If you query the OUTSIDE world, www.yourdomain.com/images/stuff.jpg resolves via DNS to the www.yourdomain.com/images/stuff.jpg file on the webserver at 1.1.1.1 (at your hosting company).

However, if you query from INSIDE your LAN, www.yourdomain.com/images/stuff.jpg resolves via DNS to the www.yourdomain.com/images/stuff.jpg file on the local 2012 server at 192.168.1.11 (inside your LAN).

The problem is that these are different places with the same name (even though the name likely does not exist at the 2012 server).

Any solution you use is going to have to resolve this problem. Here are some options:
 1) synch your public website to the 2012 server, so that the contents on the hosted server are replicated on the local server. NOTE: There may be some functionality that breaks -- depends on what you have going on at your website, but most java and CSS things should work fine.
 2) change your 2012 web service to act as a proxy to the external server (that is, redirect all internal website queries back out to the hosted server).
 3) change your internal domain name to NOT end in a TLD (thus, the prevalence of .local)

Work to do
1. Rewrite the DNS passage starting with "If you query the" and going on through "your hosting company).", replacing "hosting company" with "hosting provider".
2. Put the records from their start through the line containing "[[[42,115],[43,101],[40,92],[27,93],[26,102],[33,115]]]", both ends included, into a two-column CSV with the columns "label" and "outline". Give one row per request, holding its text and its answer, each in a single quoted field with line breaks turned into spaces, and leave the pictures out.
The records that follow have no connection to the DNS passage.

Listed entries
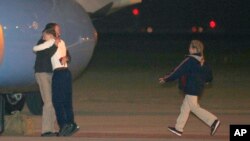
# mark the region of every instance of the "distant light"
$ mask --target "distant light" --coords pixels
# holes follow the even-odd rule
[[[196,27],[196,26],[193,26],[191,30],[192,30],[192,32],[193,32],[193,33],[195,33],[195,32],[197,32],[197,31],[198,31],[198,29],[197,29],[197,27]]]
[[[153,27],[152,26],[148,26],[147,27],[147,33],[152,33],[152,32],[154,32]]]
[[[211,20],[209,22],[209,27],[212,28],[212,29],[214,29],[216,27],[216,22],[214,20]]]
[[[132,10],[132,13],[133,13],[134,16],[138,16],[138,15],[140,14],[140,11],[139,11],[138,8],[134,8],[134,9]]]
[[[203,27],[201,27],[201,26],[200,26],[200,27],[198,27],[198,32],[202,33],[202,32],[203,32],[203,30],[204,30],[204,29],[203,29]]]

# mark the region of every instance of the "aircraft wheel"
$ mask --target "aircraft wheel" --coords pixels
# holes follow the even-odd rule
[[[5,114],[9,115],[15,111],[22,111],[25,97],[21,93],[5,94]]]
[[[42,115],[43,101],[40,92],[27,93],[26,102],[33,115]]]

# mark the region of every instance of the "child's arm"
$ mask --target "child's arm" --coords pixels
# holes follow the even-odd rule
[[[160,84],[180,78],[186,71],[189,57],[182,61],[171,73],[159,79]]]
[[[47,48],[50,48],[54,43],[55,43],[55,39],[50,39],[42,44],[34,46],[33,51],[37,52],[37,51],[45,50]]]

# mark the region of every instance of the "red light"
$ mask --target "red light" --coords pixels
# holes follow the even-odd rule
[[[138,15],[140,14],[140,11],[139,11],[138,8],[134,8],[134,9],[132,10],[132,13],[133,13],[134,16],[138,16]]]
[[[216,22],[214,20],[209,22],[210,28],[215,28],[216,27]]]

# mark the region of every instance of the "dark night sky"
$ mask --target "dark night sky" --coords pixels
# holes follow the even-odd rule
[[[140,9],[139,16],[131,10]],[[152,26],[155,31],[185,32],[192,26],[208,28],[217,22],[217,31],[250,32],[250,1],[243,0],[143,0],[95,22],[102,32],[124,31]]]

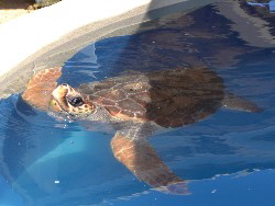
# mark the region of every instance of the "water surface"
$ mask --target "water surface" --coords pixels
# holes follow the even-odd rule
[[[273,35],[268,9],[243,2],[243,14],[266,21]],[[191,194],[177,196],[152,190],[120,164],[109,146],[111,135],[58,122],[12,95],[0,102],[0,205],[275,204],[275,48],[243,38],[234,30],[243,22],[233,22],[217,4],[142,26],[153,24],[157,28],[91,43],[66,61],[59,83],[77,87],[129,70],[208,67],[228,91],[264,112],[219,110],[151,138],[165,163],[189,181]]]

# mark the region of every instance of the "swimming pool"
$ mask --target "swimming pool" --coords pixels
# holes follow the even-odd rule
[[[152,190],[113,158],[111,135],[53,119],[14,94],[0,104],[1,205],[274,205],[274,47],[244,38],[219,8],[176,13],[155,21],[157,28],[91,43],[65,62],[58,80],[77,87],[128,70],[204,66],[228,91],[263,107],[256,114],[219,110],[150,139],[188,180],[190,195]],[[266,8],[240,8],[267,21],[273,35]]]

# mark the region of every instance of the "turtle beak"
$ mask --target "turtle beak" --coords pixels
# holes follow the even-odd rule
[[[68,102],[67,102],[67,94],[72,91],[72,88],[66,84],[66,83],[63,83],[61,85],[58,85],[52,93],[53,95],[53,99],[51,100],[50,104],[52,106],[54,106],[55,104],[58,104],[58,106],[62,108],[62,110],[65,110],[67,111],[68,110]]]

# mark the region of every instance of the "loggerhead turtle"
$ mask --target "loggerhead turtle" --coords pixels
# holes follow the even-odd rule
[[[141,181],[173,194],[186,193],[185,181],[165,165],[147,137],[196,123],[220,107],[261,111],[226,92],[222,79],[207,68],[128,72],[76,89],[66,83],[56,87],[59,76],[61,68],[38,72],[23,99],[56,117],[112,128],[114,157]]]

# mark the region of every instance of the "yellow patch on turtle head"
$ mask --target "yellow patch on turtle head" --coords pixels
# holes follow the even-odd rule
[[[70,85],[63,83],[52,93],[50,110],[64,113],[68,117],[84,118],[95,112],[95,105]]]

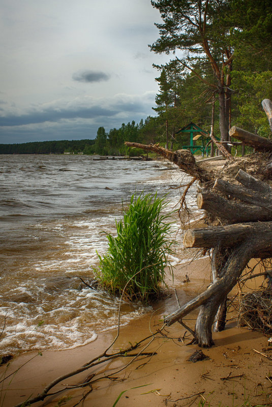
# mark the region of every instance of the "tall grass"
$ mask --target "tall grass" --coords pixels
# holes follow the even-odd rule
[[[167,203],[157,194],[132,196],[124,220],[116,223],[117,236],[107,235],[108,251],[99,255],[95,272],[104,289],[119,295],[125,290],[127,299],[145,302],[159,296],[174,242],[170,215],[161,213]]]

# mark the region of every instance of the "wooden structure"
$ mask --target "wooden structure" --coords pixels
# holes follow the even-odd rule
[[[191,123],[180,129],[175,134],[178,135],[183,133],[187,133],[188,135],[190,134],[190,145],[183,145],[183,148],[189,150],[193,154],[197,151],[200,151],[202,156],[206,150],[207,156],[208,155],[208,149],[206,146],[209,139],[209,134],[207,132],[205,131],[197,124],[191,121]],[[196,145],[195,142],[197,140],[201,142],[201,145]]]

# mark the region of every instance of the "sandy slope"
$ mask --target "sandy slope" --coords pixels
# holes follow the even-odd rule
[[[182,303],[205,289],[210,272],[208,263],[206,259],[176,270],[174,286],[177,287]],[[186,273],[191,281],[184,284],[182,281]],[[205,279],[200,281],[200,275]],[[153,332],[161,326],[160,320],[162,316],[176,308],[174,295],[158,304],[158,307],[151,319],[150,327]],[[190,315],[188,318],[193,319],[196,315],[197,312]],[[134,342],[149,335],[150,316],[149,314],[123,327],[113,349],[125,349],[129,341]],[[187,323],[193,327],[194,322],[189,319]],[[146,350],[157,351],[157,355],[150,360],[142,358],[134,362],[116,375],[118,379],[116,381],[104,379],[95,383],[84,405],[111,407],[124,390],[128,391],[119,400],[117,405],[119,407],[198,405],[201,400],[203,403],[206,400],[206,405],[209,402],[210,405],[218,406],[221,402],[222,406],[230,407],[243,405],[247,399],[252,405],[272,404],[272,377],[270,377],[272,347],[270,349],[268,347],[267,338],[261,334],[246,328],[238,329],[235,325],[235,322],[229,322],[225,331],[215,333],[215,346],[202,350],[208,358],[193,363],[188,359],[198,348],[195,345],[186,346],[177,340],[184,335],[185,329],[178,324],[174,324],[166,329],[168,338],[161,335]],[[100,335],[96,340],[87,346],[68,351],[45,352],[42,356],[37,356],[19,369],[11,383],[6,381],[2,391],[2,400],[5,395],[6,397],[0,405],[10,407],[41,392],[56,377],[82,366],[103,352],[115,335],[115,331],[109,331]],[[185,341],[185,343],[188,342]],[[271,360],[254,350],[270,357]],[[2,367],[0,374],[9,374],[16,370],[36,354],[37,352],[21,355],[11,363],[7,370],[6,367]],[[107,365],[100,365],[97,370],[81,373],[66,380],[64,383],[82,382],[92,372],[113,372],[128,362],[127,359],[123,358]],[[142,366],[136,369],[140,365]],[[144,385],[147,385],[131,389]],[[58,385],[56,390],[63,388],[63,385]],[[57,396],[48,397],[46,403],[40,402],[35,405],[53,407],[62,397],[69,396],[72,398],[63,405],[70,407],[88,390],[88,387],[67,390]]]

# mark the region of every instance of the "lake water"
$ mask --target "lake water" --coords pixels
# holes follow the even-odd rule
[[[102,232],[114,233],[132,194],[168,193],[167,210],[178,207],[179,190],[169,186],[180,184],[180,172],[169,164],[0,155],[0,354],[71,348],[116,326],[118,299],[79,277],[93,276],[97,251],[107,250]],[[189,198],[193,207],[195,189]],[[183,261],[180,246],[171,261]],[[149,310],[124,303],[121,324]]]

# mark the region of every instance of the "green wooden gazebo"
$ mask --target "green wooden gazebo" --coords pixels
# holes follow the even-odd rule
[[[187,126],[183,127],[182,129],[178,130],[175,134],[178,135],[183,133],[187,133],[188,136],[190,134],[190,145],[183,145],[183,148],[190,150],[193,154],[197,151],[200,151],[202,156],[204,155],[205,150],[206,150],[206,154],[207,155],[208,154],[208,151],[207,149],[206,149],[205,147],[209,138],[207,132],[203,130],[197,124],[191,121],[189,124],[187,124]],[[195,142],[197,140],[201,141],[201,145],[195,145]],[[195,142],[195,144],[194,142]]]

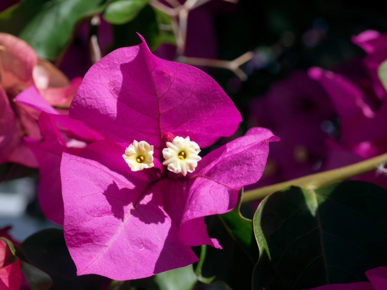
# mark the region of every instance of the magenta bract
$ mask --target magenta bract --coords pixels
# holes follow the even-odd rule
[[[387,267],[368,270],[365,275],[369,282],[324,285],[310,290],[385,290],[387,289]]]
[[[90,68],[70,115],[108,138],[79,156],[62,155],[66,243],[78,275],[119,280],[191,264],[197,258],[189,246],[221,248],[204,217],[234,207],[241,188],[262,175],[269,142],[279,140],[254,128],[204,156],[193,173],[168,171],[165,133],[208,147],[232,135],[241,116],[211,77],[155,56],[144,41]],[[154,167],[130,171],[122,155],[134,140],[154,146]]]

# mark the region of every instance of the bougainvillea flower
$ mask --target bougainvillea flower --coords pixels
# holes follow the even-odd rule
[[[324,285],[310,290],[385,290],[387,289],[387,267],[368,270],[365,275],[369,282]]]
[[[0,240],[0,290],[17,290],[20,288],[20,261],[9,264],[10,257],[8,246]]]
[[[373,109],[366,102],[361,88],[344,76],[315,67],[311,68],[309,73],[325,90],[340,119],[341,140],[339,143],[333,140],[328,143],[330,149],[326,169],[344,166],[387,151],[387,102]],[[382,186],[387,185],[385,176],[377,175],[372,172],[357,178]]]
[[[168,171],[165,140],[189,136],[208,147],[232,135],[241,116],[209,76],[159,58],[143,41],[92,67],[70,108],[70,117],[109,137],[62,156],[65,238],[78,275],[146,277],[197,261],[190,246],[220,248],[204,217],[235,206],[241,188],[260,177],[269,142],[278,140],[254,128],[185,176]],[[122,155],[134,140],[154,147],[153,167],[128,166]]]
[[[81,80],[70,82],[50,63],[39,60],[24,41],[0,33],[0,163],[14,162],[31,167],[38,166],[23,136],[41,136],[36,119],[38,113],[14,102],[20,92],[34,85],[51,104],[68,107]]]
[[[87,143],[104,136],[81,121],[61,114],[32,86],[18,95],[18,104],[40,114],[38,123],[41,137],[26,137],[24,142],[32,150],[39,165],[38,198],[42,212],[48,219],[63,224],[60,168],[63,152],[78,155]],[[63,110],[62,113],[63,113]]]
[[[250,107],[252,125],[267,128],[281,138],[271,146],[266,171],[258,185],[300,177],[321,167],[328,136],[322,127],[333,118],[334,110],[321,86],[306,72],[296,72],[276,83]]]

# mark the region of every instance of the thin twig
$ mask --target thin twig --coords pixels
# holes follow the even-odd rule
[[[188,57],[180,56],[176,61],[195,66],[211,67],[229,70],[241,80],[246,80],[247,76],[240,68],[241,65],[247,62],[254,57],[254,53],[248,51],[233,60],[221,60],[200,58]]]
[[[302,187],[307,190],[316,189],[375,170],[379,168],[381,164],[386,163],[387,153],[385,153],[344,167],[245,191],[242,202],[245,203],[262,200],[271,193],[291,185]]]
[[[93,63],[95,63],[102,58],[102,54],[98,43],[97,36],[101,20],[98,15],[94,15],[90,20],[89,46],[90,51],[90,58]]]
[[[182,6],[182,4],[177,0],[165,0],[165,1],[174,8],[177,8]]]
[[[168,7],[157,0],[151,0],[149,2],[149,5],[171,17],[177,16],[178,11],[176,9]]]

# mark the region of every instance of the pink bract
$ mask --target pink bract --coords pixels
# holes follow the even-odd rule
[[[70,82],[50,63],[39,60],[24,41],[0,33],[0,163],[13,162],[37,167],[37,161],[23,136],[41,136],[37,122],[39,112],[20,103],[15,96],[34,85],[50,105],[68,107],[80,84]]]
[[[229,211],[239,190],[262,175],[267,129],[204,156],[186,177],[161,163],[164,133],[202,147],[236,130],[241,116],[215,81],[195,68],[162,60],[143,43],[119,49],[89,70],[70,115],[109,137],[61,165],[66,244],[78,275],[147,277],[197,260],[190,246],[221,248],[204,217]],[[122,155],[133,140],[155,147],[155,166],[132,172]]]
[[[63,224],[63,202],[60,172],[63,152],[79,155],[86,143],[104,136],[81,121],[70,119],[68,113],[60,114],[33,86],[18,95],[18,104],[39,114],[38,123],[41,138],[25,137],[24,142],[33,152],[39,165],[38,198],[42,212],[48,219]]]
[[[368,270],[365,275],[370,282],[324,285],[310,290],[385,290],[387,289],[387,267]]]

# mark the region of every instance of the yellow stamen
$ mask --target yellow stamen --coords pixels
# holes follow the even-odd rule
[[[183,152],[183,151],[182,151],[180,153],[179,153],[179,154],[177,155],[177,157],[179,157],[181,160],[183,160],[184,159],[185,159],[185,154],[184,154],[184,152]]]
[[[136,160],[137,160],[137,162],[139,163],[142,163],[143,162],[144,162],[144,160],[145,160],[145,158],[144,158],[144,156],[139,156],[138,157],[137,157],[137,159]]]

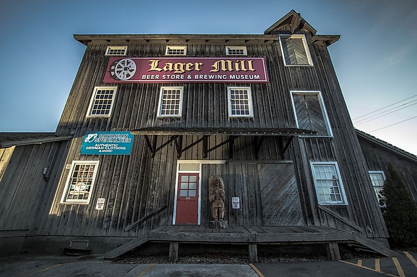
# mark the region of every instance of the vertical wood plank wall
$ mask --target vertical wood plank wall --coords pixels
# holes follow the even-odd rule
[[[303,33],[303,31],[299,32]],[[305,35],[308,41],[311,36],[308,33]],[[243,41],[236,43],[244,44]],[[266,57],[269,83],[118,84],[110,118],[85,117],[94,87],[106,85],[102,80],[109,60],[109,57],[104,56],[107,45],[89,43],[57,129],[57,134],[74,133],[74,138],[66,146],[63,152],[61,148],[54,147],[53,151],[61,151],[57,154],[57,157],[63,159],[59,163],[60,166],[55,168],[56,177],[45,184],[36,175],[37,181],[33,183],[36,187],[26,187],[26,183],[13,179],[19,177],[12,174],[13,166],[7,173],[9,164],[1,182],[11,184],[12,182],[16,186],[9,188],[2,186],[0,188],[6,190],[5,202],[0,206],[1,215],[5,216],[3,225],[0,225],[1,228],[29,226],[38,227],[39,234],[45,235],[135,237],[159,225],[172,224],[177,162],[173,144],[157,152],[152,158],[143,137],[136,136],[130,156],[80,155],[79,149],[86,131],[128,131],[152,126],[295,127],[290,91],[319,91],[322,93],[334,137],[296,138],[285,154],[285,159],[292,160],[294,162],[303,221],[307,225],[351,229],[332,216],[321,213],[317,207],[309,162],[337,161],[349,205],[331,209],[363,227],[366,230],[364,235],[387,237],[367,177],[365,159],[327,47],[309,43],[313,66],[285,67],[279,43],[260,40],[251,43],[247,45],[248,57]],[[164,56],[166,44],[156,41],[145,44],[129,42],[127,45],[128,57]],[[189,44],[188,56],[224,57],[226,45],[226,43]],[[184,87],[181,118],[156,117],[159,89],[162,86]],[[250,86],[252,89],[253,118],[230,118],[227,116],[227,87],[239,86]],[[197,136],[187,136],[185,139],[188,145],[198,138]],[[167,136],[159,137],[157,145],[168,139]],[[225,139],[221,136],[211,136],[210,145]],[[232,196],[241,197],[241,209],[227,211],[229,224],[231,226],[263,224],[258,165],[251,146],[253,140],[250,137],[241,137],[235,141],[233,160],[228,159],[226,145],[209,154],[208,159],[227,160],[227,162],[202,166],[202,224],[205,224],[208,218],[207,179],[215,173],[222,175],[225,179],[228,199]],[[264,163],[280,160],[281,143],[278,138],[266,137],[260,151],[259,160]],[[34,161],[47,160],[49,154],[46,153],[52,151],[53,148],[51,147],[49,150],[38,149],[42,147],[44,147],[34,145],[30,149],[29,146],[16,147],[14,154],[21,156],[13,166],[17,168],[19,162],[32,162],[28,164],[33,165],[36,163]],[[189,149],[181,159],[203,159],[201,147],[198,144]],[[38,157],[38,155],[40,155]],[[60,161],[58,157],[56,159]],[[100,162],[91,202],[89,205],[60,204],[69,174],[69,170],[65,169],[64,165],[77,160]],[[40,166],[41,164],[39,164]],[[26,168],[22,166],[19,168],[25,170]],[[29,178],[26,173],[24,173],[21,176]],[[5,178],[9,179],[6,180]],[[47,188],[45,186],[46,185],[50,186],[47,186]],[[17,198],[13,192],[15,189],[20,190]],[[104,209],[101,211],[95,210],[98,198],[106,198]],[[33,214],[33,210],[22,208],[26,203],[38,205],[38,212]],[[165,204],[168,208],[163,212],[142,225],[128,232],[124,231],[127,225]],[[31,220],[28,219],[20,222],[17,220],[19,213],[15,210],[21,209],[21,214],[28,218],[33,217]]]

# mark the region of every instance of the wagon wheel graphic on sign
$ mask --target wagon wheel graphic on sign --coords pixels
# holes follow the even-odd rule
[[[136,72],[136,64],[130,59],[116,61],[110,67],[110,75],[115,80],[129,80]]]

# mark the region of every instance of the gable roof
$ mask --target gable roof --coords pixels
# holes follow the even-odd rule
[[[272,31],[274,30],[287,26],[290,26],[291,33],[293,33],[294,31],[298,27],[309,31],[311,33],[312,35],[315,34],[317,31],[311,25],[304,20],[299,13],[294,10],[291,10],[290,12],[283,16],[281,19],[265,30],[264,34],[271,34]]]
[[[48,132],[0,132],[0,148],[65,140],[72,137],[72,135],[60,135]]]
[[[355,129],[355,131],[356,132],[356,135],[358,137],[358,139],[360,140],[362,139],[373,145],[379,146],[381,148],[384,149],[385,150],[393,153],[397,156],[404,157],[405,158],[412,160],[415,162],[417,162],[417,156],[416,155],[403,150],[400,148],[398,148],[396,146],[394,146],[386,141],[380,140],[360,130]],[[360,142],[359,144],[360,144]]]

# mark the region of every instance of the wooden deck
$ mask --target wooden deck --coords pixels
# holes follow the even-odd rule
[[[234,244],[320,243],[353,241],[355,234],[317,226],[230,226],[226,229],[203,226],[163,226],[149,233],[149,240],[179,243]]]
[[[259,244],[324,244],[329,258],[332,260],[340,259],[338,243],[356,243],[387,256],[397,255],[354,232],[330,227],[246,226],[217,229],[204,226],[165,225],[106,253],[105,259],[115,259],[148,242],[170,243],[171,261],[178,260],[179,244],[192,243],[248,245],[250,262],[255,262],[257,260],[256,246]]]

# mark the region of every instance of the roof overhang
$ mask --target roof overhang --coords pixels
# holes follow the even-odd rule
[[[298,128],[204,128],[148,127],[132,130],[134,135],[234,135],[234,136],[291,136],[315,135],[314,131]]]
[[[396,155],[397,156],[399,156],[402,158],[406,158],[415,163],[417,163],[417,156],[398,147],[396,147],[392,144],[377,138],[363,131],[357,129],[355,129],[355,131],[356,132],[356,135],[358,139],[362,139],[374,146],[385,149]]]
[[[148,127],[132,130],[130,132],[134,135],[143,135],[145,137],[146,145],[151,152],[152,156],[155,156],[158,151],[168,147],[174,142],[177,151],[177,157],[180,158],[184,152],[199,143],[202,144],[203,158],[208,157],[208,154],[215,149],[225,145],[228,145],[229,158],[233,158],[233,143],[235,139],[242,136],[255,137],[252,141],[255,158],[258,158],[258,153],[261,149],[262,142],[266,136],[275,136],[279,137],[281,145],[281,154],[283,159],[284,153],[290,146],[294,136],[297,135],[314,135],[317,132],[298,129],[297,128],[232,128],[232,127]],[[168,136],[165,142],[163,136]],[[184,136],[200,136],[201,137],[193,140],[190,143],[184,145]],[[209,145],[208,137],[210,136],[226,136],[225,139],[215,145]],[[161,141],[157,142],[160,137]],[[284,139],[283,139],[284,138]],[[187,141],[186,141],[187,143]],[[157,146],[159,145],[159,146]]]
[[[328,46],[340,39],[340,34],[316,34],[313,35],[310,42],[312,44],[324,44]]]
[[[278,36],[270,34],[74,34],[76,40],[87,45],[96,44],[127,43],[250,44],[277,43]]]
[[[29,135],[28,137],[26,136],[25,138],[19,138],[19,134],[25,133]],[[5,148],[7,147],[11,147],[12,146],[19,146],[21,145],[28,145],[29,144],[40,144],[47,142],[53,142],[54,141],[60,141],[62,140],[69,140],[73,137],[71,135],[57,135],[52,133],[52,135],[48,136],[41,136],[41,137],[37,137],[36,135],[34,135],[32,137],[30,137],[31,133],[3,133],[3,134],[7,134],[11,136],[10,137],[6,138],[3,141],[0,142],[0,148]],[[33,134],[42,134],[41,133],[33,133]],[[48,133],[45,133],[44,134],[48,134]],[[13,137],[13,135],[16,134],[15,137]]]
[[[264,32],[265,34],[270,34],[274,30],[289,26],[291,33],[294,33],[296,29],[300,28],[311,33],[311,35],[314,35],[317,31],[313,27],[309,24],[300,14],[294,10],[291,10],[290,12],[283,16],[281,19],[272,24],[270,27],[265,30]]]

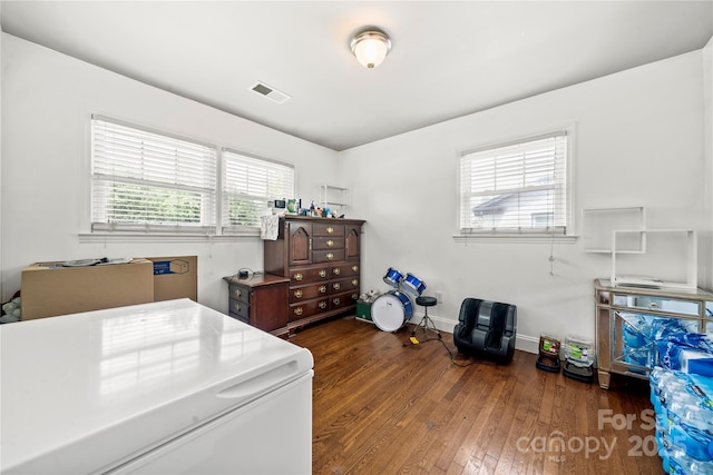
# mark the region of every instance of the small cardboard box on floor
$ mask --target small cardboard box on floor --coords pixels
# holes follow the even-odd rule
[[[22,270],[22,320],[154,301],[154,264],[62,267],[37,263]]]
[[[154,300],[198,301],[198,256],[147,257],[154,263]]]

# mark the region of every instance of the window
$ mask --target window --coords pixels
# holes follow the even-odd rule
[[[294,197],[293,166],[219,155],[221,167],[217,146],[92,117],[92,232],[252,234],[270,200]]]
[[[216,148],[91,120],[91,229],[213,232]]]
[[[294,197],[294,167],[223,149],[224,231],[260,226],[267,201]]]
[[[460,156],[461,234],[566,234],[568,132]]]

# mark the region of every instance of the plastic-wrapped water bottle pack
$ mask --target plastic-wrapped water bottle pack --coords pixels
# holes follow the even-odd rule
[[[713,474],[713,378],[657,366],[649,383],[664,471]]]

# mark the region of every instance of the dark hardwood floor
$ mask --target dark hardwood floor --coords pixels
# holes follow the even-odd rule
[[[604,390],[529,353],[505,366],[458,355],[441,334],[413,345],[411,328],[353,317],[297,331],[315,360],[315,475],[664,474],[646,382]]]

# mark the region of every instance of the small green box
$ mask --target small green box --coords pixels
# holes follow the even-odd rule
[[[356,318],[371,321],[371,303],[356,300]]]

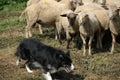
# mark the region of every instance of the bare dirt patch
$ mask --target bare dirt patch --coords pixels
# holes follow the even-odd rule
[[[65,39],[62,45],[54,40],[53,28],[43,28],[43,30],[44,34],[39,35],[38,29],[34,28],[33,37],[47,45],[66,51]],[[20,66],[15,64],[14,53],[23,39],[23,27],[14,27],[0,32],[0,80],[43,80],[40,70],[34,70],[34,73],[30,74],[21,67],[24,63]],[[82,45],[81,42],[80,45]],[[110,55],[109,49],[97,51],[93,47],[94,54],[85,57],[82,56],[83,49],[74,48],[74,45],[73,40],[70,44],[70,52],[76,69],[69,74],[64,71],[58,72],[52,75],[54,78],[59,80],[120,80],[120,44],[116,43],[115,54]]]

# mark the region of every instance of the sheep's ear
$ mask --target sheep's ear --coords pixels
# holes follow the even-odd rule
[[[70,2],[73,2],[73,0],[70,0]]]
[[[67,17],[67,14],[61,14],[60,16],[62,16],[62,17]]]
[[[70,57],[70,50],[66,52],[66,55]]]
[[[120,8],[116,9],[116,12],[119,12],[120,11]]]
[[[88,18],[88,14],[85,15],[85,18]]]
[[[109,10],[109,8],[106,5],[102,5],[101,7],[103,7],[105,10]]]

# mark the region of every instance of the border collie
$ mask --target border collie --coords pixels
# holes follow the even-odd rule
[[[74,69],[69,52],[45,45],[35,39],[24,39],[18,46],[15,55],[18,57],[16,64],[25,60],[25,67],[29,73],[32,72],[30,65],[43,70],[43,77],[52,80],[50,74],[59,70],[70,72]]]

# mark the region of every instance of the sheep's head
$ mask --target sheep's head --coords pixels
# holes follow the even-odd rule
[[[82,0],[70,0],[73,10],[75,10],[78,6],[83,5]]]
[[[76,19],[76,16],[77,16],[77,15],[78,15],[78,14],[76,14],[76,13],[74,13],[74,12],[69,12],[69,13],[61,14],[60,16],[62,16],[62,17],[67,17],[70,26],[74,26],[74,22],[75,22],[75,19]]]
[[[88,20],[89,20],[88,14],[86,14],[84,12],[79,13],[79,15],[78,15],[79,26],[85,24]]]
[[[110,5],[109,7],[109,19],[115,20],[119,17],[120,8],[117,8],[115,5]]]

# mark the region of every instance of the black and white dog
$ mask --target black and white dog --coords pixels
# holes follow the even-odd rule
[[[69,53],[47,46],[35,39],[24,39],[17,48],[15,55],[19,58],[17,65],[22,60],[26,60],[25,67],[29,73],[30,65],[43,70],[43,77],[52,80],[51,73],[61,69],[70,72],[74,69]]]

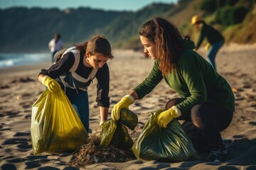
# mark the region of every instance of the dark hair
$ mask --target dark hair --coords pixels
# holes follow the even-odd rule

Solution set
1.
If you query the OUTSIDE world, www.yourdomain.com/images/stuff.jpg resolves via DNS to the www.yourdomain.com/images/stuff.jpg file on the webserver at 1.1.1.1 (at your hosting provider).

2.
label,outline
"# mark the region of every instance of the ""distant light"" $ mask --target ""distant light"" --coords pixels # holes follow the even-odd rule","[[[196,27],[196,26],[193,26],[191,30],[192,30],[192,32],[193,32],[193,33],[195,33],[195,32],[197,32],[197,31],[198,31],[198,29],[197,29],[197,27]]] [[[153,27],[152,26],[148,26],[147,27],[147,33],[152,33],[152,32],[154,32]]] [[[211,20],[209,22],[209,27],[212,28],[212,29],[214,29],[216,27],[216,22],[214,20]]] [[[132,10],[132,13],[133,13],[134,16],[138,16],[138,15],[140,14],[140,11],[139,11],[138,8],[134,8],[134,9]]] [[[203,27],[201,27],[201,26],[200,26],[200,27],[198,27],[198,32],[202,33],[202,32],[203,32],[203,30],[204,30],[204,29],[203,29]]]"
"# mark the region of every instance of the ""aircraft wheel"" $ mask --target ""aircraft wheel"" --coords pixels # holes follow the even-odd rule","[[[5,114],[9,115],[15,111],[22,111],[25,97],[21,93],[5,94]]] [[[42,115],[43,101],[40,92],[27,93],[26,102],[33,115]]]"